**** The records

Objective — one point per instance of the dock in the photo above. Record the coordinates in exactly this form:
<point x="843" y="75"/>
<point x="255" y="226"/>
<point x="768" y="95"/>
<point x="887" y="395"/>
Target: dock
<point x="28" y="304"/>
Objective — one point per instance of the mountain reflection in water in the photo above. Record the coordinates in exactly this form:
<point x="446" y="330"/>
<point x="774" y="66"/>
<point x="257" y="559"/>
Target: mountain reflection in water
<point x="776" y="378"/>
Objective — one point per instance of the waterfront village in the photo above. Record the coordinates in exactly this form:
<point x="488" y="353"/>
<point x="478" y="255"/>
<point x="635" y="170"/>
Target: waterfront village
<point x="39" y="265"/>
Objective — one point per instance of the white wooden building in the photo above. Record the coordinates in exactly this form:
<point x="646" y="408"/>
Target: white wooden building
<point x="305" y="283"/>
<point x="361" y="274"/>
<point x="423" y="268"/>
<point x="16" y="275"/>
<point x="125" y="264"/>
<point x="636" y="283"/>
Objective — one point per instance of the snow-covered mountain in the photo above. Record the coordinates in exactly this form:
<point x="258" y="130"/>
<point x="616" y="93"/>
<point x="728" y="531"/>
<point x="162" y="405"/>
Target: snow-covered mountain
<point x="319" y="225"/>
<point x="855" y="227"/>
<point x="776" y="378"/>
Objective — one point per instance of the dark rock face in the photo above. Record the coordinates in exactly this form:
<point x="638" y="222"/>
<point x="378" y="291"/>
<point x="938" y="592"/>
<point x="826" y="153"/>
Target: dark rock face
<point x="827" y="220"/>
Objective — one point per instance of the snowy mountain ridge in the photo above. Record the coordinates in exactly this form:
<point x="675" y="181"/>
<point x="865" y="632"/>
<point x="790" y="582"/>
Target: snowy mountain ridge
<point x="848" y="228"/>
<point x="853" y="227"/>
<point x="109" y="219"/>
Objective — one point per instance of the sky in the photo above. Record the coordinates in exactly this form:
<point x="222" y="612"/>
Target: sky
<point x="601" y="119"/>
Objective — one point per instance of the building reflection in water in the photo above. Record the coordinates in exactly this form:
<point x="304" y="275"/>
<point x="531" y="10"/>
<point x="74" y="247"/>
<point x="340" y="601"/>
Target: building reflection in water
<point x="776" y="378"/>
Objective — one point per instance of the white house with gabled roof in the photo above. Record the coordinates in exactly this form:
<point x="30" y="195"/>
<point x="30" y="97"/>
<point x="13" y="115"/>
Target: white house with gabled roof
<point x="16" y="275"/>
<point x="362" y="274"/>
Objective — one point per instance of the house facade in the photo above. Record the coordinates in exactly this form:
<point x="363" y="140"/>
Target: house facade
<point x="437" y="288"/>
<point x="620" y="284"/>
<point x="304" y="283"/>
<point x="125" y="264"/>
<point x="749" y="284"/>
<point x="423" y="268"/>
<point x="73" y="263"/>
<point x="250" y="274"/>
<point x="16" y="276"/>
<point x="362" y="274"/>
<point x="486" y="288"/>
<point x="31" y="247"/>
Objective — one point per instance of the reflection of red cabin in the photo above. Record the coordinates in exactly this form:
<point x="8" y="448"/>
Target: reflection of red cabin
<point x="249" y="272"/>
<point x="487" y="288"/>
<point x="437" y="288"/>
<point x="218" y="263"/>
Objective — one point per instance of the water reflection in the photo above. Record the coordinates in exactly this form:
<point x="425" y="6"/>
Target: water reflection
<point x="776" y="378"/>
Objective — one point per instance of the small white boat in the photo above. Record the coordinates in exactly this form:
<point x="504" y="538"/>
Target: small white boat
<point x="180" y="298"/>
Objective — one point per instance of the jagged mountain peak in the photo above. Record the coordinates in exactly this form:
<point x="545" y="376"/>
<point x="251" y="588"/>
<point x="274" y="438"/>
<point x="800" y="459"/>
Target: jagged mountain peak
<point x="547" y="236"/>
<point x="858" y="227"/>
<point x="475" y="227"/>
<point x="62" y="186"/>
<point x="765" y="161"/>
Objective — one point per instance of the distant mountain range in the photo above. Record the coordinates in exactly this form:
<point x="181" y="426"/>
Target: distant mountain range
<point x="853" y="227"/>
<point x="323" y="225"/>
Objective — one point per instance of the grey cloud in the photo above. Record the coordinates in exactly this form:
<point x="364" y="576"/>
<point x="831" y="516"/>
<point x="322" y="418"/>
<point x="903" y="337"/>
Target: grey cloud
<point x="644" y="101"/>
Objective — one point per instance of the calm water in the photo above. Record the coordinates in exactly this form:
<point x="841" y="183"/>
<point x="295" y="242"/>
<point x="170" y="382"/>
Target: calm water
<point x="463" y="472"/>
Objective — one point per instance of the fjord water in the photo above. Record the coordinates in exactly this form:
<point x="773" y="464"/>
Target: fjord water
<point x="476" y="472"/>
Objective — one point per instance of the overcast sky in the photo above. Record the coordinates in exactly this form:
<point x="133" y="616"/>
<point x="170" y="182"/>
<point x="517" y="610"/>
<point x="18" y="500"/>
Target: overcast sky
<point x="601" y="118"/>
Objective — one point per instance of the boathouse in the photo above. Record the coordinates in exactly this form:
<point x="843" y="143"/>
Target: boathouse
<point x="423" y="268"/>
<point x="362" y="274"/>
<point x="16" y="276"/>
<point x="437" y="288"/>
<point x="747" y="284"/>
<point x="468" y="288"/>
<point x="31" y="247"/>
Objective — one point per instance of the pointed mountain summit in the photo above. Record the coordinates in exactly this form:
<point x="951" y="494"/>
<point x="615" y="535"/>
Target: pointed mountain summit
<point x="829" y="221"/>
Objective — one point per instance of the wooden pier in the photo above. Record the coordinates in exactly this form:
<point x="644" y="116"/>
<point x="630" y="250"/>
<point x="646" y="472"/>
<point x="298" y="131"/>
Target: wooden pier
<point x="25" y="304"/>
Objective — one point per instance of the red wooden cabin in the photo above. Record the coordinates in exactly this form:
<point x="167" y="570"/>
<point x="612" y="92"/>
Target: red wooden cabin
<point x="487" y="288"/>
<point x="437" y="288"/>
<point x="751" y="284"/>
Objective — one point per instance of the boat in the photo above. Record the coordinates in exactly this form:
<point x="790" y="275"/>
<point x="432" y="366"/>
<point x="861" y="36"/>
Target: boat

********

> **Aim**:
Recast the entries as a JSON array of strings, one string per line with blank lines omitted, starting at the line containing "Objective — one point per instance of the pointed" and continuing through the last line of the entries.

> **Exercise answer**:
[
  "Objective — one point per instance of the pointed mountain summit in the photo above. Record the coordinates in exactly this form:",
  "<point x=\"951\" y=\"494\"/>",
  "<point x=\"615\" y=\"535\"/>",
  "Target: pointed mountain summit",
  "<point x=\"829\" y=\"221\"/>",
  "Objective — one point per instance of the wooden pier in the photo above. Record the coordinates in exactly this form:",
  "<point x=\"644\" y=\"116\"/>",
  "<point x=\"630\" y=\"250\"/>",
  "<point x=\"646\" y=\"472\"/>",
  "<point x=\"298\" y=\"131\"/>",
  "Target: wooden pier",
  "<point x=\"25\" y=\"304\"/>",
  "Objective — one point per instance of the red wooden cabin in the photo above. Record the coordinates in exactly this form:",
  "<point x=\"167\" y=\"570\"/>",
  "<point x=\"612\" y=\"92\"/>",
  "Target: red wooden cabin",
  "<point x=\"487\" y=\"288\"/>",
  "<point x=\"437\" y=\"288\"/>",
  "<point x=\"751\" y=\"284\"/>",
  "Objective — one point per instance of the boat in the photo above. Record the coordinates in exactly this form:",
  "<point x=\"790\" y=\"275\"/>",
  "<point x=\"432\" y=\"366\"/>",
  "<point x=\"861\" y=\"36\"/>",
  "Target: boat"
]